◆ **AUFGABENSTELLUNG**
Dupliziere alle folgenden Einträge vollständig und ohne jede Abweichung.

Eine Folge von Einträgen
:::

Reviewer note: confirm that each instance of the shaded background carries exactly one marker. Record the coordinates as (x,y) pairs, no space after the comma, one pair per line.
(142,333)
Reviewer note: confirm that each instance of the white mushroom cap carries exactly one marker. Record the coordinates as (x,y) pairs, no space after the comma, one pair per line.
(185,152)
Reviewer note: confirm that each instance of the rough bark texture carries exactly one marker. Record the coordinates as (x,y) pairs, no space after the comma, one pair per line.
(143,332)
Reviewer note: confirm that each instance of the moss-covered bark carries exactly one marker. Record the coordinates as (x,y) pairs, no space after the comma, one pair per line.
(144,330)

:::

◆ **ANTWORT ZUR ÜBUNG**
Reviewer note: confirm that each instance of the shaded background carries exactly one marker. Record the coordinates as (x,y) pairs, no space after the comma, one pair per line.
(142,333)
Reviewer note: confirm that each instance of the white mushroom cap carries exactly one marker. Record the coordinates as (x,y) pairs, no space after the comma, one pair per line.
(185,152)
Reviewer note: confirm that each instance of the rough bark texture carries exactly one marker. Record the coordinates as (x,y) pairs, no space after the comma, one pair per line.
(143,332)
Reviewer note: confirm that each instance of the moss-covered bark carries exactly one marker. Record the coordinates as (x,y) pairs, no space after the comma, one pair per line.
(144,330)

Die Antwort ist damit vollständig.